* _WORK TO COMPLETE_: Transcribe all records exactly.

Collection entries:
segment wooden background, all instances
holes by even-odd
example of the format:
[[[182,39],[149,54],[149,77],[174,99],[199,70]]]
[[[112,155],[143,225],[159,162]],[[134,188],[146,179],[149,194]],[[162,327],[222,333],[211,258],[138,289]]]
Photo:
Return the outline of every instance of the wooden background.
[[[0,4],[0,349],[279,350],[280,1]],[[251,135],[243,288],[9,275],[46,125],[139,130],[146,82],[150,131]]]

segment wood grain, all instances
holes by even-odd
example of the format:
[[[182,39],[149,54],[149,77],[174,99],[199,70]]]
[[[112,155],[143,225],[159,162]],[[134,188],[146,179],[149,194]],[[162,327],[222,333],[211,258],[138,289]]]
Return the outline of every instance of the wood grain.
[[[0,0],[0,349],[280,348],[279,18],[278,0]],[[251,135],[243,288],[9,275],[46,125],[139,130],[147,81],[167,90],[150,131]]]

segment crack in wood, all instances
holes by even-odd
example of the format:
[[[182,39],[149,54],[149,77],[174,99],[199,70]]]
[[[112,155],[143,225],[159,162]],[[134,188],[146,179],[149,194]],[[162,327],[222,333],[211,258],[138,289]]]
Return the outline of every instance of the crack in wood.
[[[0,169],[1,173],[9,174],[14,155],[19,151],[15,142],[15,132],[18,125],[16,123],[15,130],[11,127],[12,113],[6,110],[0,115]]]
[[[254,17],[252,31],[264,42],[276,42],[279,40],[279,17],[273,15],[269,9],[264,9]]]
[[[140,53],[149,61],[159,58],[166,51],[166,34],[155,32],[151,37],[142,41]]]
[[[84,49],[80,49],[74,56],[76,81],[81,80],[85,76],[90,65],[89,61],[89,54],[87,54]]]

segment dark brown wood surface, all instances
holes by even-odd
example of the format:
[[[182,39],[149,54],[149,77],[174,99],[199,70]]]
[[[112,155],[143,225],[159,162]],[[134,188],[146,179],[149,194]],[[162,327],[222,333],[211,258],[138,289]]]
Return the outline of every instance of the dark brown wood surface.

* _EXERCISE SOLUTION_:
segment wooden background, all instances
holes by even-odd
example of the format:
[[[182,39],[149,54],[149,77],[174,99],[199,70]]]
[[[112,155],[143,225],[159,162]],[[134,188],[146,179],[149,194]],[[162,327],[222,333],[211,258],[138,289]]]
Photo:
Return the outline of every instance of the wooden background.
[[[0,4],[0,349],[279,350],[280,1]],[[251,135],[243,288],[9,275],[46,125],[139,130],[146,82],[150,131]]]

segment wood grain, all instances
holes by even-odd
example of the format:
[[[182,39],[149,54],[149,77],[174,99],[199,70]]]
[[[112,155],[143,225],[159,162]],[[134,188],[146,179],[149,194]],[[162,327],[222,333],[211,258],[138,289]]]
Return the outline of every instance of the wood grain.
[[[0,0],[0,349],[280,348],[279,18],[278,0]],[[251,135],[243,288],[9,275],[46,125],[139,130],[147,81],[167,90],[150,131]]]

segment crack in wood, all instances
holes by even-odd
example of the format:
[[[182,39],[149,54],[149,77],[174,99],[199,70]]]
[[[112,155],[143,225],[159,162]],[[134,188],[146,179],[149,194]],[[162,327],[222,333],[211,258],[138,289]]]
Return the outline of every instance of the crack in wood.
[[[0,169],[1,173],[9,174],[14,155],[19,151],[15,142],[15,132],[18,125],[16,123],[15,130],[11,127],[12,113],[6,110],[0,115]]]
[[[254,17],[252,31],[264,42],[276,42],[279,40],[279,17],[273,15],[269,9],[264,9]]]
[[[140,53],[149,61],[159,58],[166,51],[166,34],[155,32],[151,37],[142,41]]]
[[[84,49],[80,49],[74,56],[76,81],[81,80],[85,76],[90,65],[89,61],[89,54],[87,54]]]

segment dark brown wood surface, all instances
holes by even-odd
example of the format:
[[[182,39],[149,54],[149,77],[174,99],[199,70]]]
[[[112,155],[143,225],[159,162]],[[134,188],[146,179],[149,194]],[[162,327],[222,333],[211,258],[138,289]]]
Return the outline of every instance of the dark brown wood surface.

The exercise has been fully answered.